To do =>
Copy word for word the part of the navcomputer post that begins with "I appreciate there" and ends after "an astromech droid.".

Oh don't mind me I sometimes fall asleep to the sound of my own keystrokes, it's like rain on a tin roof Laughing


I appreciate there are much simplified ways of doing things but if we understand technically how and why the navigation computer and astrogator themselves are plotting the courses and working as a system, then we know how best to rule specific calls as a GM.

For example: limited entry navcomputers like in starfighters or an astromech droid.
Describing the operation of plotting a complex hyperspace course with multiple course changes and difficulties amid the journey also places into context statements like "stores up to 10 hyperspace coordinates."
Clearly that would relate to detailed charts surrounding 10 galactic locations, whereby travel to any of the stored coordinate locations will be a matter of the astrogation roll, but so long as the ultimate destination is stored in the navcomputer then irrespective of how many other locations are passed enroute, a complex course can be plotted to any set of coordinates stored in the system, in this example an astromech.

You could for example, with Coruscant as one set of stored coordinates and star readings taken from your current location at Brentaal, go from Brentaal to Coruscant, passing Anaxes along the way and even get pulled from hyperspace at Anaxes by Imperial interdictors, but not actually plot a course from Brentaal to Anaxes because the equations will come up invalid, since Anaxes star charts aren't in the navcomputer and you're not there now to take readings.
But once you were pulled down at Anaxes you could then recalculate your former course to Coruscant by taking current readings from Anaxes as the new current location.
Thus making a total of two hyperspace jumps, from two locations other than Coruscant, with only the coordinates for Coruscant stored as one of your 10 charts in the astromech.

Data excerpts =>

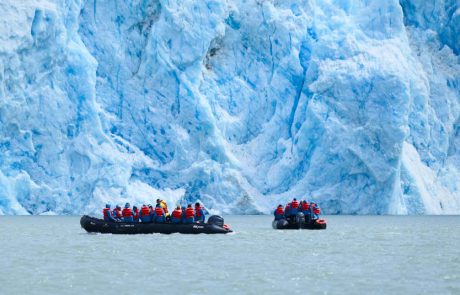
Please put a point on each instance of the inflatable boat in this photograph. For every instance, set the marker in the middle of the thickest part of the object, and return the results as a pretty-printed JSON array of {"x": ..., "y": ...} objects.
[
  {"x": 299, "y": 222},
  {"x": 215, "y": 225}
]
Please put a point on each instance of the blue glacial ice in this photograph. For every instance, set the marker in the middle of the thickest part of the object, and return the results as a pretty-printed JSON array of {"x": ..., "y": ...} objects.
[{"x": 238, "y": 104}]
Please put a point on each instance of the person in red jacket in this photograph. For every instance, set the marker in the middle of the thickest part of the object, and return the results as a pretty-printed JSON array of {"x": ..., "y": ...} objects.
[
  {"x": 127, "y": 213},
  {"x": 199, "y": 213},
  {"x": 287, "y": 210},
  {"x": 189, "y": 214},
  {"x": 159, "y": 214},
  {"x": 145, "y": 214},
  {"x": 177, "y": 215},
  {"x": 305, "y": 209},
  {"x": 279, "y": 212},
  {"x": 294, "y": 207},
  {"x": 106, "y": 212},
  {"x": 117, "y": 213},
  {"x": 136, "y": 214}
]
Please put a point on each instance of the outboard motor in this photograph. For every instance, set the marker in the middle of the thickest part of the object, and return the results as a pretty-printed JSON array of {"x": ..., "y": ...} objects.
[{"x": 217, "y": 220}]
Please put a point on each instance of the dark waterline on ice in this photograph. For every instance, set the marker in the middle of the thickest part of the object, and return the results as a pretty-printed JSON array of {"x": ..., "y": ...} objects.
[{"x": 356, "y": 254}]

Solution for this problem =>
I appreciate there are much simplified ways of doing things but if we understand technically how and why the navigation computer and astrogator themselves are plotting the courses and working as a system, then we know how best to rule specific calls as a GM.

For example: limited entry navcomputers like in starfighters or an astromech droid.